* _SUPPLIED MATERIAL_
════════════════════

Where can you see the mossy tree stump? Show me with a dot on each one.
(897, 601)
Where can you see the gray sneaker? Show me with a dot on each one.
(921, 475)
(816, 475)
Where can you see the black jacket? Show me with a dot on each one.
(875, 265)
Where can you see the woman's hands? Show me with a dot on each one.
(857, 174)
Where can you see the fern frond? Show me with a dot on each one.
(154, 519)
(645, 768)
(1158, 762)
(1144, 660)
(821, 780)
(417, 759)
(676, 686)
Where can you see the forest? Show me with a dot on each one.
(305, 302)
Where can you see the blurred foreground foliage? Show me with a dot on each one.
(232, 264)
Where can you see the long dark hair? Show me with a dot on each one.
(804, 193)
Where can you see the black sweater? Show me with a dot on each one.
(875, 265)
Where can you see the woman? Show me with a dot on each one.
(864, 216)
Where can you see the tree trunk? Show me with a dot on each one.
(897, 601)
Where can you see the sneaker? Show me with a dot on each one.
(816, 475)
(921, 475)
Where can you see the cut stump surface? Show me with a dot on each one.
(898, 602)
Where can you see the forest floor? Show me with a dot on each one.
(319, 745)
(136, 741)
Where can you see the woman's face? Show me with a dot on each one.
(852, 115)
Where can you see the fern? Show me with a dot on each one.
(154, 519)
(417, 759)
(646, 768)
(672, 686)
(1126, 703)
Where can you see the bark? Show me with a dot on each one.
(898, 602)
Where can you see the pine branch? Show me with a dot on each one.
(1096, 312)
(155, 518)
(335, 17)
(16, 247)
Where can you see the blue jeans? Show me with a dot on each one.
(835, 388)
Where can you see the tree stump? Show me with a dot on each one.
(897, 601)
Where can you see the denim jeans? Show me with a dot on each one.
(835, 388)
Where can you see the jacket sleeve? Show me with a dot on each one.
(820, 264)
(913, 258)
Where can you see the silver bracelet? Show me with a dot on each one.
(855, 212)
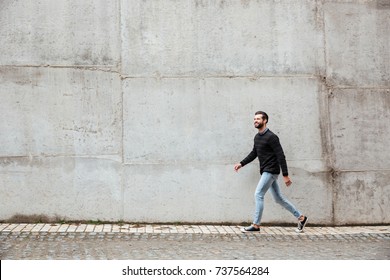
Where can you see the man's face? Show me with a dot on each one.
(259, 122)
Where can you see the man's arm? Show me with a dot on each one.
(277, 147)
(249, 158)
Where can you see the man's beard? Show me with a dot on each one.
(259, 125)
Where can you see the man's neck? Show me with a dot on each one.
(263, 130)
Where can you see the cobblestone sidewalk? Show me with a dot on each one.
(200, 229)
(190, 242)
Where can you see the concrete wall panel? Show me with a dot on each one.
(200, 193)
(358, 43)
(228, 38)
(59, 32)
(362, 198)
(59, 112)
(63, 187)
(211, 120)
(359, 126)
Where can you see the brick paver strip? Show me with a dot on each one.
(364, 232)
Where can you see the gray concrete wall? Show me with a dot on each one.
(138, 110)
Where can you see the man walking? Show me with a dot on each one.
(268, 150)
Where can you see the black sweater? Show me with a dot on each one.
(270, 153)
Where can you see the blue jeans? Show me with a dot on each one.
(269, 181)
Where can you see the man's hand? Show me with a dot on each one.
(237, 166)
(287, 181)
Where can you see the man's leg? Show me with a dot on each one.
(264, 184)
(280, 199)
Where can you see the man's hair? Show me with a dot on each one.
(264, 115)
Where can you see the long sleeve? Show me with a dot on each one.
(275, 145)
(252, 155)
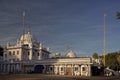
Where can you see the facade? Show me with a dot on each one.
(28, 55)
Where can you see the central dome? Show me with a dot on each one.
(71, 54)
(28, 38)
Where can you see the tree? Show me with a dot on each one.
(95, 56)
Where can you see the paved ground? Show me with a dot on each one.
(51, 77)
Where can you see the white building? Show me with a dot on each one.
(28, 55)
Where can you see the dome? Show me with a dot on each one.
(28, 38)
(71, 54)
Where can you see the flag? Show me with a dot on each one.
(118, 15)
(105, 14)
(24, 13)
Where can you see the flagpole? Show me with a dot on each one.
(104, 39)
(23, 43)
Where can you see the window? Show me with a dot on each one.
(13, 60)
(17, 52)
(76, 68)
(13, 52)
(83, 69)
(61, 68)
(5, 55)
(33, 53)
(28, 53)
(17, 59)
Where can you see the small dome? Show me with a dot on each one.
(71, 54)
(28, 38)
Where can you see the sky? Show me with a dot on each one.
(63, 25)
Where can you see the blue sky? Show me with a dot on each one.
(63, 24)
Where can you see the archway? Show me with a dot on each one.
(39, 69)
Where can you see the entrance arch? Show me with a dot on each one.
(39, 69)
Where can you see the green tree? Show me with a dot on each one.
(95, 56)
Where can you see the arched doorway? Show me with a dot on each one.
(39, 69)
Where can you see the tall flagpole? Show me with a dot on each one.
(104, 39)
(23, 43)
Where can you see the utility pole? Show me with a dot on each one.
(104, 39)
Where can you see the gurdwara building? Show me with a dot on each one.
(28, 55)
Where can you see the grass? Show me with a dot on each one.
(51, 77)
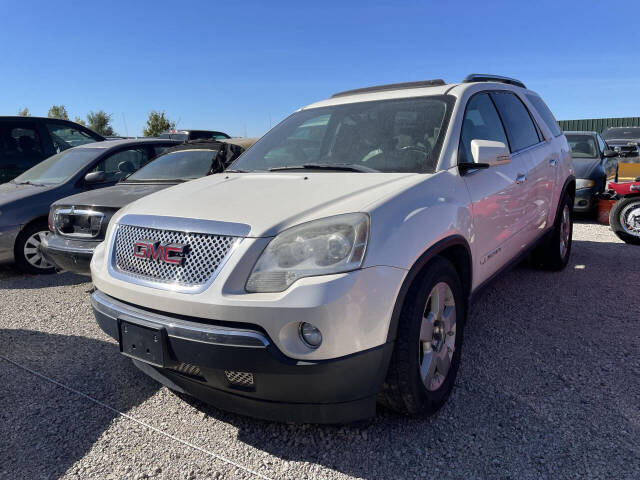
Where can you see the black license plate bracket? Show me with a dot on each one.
(141, 342)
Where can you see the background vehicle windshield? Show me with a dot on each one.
(630, 133)
(389, 136)
(59, 167)
(582, 146)
(181, 165)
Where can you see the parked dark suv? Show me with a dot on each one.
(186, 135)
(26, 200)
(26, 141)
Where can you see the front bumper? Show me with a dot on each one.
(8, 236)
(203, 357)
(585, 200)
(69, 254)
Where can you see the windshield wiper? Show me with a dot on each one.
(29, 182)
(340, 167)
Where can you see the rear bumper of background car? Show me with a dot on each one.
(69, 254)
(238, 368)
(8, 236)
(585, 200)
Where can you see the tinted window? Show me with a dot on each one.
(517, 121)
(481, 122)
(582, 146)
(389, 136)
(59, 167)
(20, 141)
(64, 136)
(546, 114)
(123, 163)
(182, 165)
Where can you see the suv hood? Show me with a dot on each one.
(272, 202)
(11, 192)
(113, 197)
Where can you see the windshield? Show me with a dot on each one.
(59, 167)
(181, 165)
(582, 146)
(630, 133)
(386, 136)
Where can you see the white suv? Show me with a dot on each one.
(332, 266)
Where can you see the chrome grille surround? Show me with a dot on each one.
(208, 251)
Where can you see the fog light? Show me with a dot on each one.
(310, 335)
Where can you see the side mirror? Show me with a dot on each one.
(486, 154)
(95, 177)
(490, 152)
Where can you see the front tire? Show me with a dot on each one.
(428, 345)
(27, 253)
(624, 219)
(554, 254)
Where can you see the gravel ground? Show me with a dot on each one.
(549, 387)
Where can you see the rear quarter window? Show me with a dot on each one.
(545, 113)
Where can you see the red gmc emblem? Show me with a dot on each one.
(171, 253)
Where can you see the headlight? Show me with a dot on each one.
(320, 247)
(584, 183)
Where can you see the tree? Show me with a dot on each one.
(157, 123)
(100, 122)
(58, 111)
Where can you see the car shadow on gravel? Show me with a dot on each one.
(44, 428)
(542, 390)
(11, 278)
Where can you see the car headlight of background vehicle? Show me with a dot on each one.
(584, 183)
(320, 247)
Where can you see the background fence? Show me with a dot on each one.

════════════════════

Put every line of the records above into a numbered list, skipping any blank lines, and leave the pictures out of your answer.

* _REPLY TO THE EXERCISE_
1. Where can you see the mossy tree stump? Show me with a dot on each one.
2. (897, 601)
3. Where can you see the gray sneaker? Show me with a dot on each one.
4. (921, 475)
5. (816, 475)
6. Where can you see the black jacket? Show me with a dot on each one.
7. (875, 265)
8. Where can you see the woman's hands? Show me with a dot on each one.
9. (857, 174)
10. Where can you see the fern frond? Show me with a dot on each one.
11. (154, 519)
12. (645, 768)
13. (1158, 762)
14. (1144, 660)
15. (821, 780)
16. (417, 759)
17. (676, 686)
18. Where can you see the forest? Show me with a dot on each one.
19. (305, 302)
20. Where can you see the blurred foreground foliage? Show me with a dot on each one.
21. (232, 264)
22. Where can you see the long dark hair? Show me with a dot on each one.
23. (804, 193)
24. Where can you see the black sweater? Show me with a dot on each one.
25. (875, 265)
26. Where can you see the woman? Show me with a dot on each one.
27. (864, 216)
28. Where can you see the tree trunk? Show me with a dot on each one.
29. (897, 601)
30. Where can you see the sneaker? Show me with a dot on each one.
31. (816, 475)
32. (921, 475)
33. Where can you see the cut stump surface? Show me with a dot on each one.
34. (898, 602)
35. Where can you see the forest floor? Show me with a dot on each one.
36. (319, 745)
37. (136, 741)
38. Where can you see the woman's face? Show me with a dot on each one.
39. (852, 115)
40. Where can you see the fern? Show me with a dot on each one.
41. (154, 519)
42. (417, 759)
43. (646, 768)
44. (672, 686)
45. (1126, 703)
46. Where can you see the bark? Show me with a dot on each one.
47. (898, 602)
48. Where can you see the pine branch? Show me with a dot on each one.
49. (1096, 312)
50. (155, 518)
51. (335, 17)
52. (16, 247)
53. Where can you see the blue jeans? Show me with a dot on each one.
54. (835, 388)
55. Where can you see the tree stump? Show me with a dot on each one.
56. (897, 601)
57. Where can you see the denim jeans? Show me with a dot on each one.
58. (835, 388)
59. Where can you see the jacket sleeve? Show me with a dot on each one.
60. (820, 264)
61. (913, 258)
62. Where can you see the silver bracelet? Show me with a dot on each one.
63. (855, 212)
64. Where can you see the man's face? Show me with a dot on each one.
65. (259, 122)
66. Where can you see the man's arm? Show me with a dot on each one.
67. (277, 147)
68. (249, 158)
69. Where can you see the man's beard? Show me with a dot on each one.
70. (259, 125)
71. Where can you see the man's neck? Show me with a dot on each one.
72. (263, 130)
73. Where can you see the cobblestone sidewalk? Show me with a dot on each one.
74. (200, 229)
75. (190, 242)
76. Where can you see the concrete wall panel? Show me with a dot on each one.
77. (200, 193)
78. (358, 43)
79. (228, 38)
80. (59, 32)
81. (362, 198)
82. (59, 112)
83. (63, 187)
84. (211, 120)
85. (359, 126)
86. Where can you see the brick paver strip? Show me with a dot on each one.
87. (364, 232)
88. Where can you see the gray concrete wall? Show me with a dot on each one.
89. (138, 110)
90. Where can you see the man walking? Show me with a dot on each one.
91. (268, 150)
92. Where can you see the black sweater? Show me with a dot on each one.
93. (270, 153)
94. Where can you see the blue jeans? Show me with a dot on each one.
95. (269, 181)
96. Where can you see the man's hand? Show me with a dot on each one.
97. (237, 166)
98. (287, 181)
99. Where can you see the man's leg? Show me with a dot on each one.
100. (264, 184)
101. (280, 199)
102. Where can you see the man's hair? Show me with a dot on each one.
103. (264, 115)
104. Where can you see the long sleeve? Show me with a dot on each one.
105. (275, 145)
106. (252, 155)
107. Where can you see the facade? Show me with a dot on each one.
108. (28, 55)
109. Where can you see the central dome? Show me with a dot on each one.
110. (71, 54)
111. (28, 38)
112. Where can you see the tree? Show me with a dot on each one.
113. (95, 56)
114. Where can you see the paved ground? Show me with a dot on each one.
115. (51, 77)
116. Where can you see the white building? Show me with a dot on each one.
117. (28, 55)
118. Where can you see the dome? Show me with a dot on each one.
119. (28, 38)
120. (71, 54)
121. Where can you see the flag? Show me with a dot on each one.
122. (118, 15)
123. (105, 14)
124. (24, 13)
125. Where can you see the flagpole? Show me with a dot on each one.
126. (104, 39)
127. (23, 43)
128. Where can you see the window? Show me with a dot on each one.
129. (13, 60)
130. (17, 52)
131. (76, 68)
132. (13, 52)
133. (83, 69)
134. (61, 68)
135. (5, 55)
136. (33, 53)
137. (28, 53)
138. (17, 59)
139. Where can you see the small dome? Show me with a dot on each one.
140. (71, 54)
141. (28, 38)
142. Where can you see the sky? Show me with a dot on each one.
143. (63, 25)
144. Where can you see the blue sky? Show me with a dot on each one.
145. (63, 24)
146. Where can you see the archway? Show me with a dot on each one.
147. (39, 69)
148. Where can you see the entrance arch? Show me with a dot on each one.
149. (39, 69)
150. Where can you see the green tree? Show me with a dot on each one.
151. (95, 56)
152. Where can you see the arched doorway? Show me with a dot on each one.
153. (39, 69)
154. Where can you see the tall flagpole? Show me with a dot on each one.
155. (104, 39)
156. (23, 43)
157. Where can you see the utility pole? Show me with a dot on each one.
158. (104, 39)
159. Where can you see the gurdwara building? Show me with a dot on each one.
160. (28, 55)
161. Where can you see the grass? Show me with a dot on each one.
162. (51, 77)
163. Where can you see the black license plate bracket? Show me with a dot on each one.
164. (141, 342)
165. Where can you see the background vehicle windshield? Show me with a dot on each one.
166. (630, 133)
167. (389, 136)
168. (59, 167)
169. (582, 146)
170. (181, 165)
171. Where can you see the parked dark suv? Show me with a dot on each one.
172. (186, 135)
173. (26, 200)
174. (26, 141)
175. Where can you see the front bumper? Show me with a dot on each one.
176. (8, 236)
177. (203, 357)
178. (585, 200)
179. (69, 254)
180. Where can you see the windshield wiper? Show me with a dot on each one.
181. (29, 182)
182. (340, 167)
183. Where can you see the rear bumper of background car? Show me with a dot on each one.
184. (69, 254)
185. (238, 368)
186. (8, 236)
187. (585, 200)
188. Where can you see the tinted window? Show me with a dot on each one.
189. (517, 121)
190. (481, 122)
191. (582, 146)
192. (389, 136)
193. (59, 167)
194. (20, 141)
195. (64, 136)
196. (546, 114)
197. (123, 163)
198. (182, 165)
199. Where can you see the suv hood? Show me with a dot on each one.
200. (272, 202)
201. (11, 192)
202. (113, 197)
203. Where can you see the windshield? Show me with a dot on each one.
204. (59, 167)
205. (181, 165)
206. (582, 146)
207. (630, 133)
208. (386, 136)
209. Where can you see the white suv? Show me with a dot on each one.
210. (332, 266)
211. Where can you see the chrome grille surround? Show me with a dot on each one.
212. (208, 251)
213. Where can you see the fog light? Show me with a dot on each one.
214. (310, 335)
215. Where can you see the side mirror? Show me with a dot on each one.
216. (486, 154)
217. (95, 177)
218. (490, 152)
219. Where can you see the front tire? Show me with a dot on each one.
220. (428, 345)
221. (27, 253)
222. (624, 219)
223. (554, 254)
224. Where can you see the gravel ground? Show me with a dot on each one.
225. (549, 387)
226. Where can you see the rear quarter window? Show me with a dot on each one.
227. (545, 113)
228. Where can you see the red gmc emblem? Show me with a dot on each one.
229. (171, 253)
230. Where can you see the headlight? Show me with a dot on each one.
231. (320, 247)
232. (584, 183)
233. Where can you see the tree? Show me with a dot on each one.
234. (157, 123)
235. (100, 122)
236. (58, 111)
237. Where can you see the car shadow on gravel? Show me with a dot on each one.
238. (44, 428)
239. (542, 390)
240. (11, 278)
241. Where can you see the car headlight of background vehicle? Show me with a dot on each one.
242. (584, 183)
243. (320, 247)
244. Where can you see the background fence? Show me with a dot on each one.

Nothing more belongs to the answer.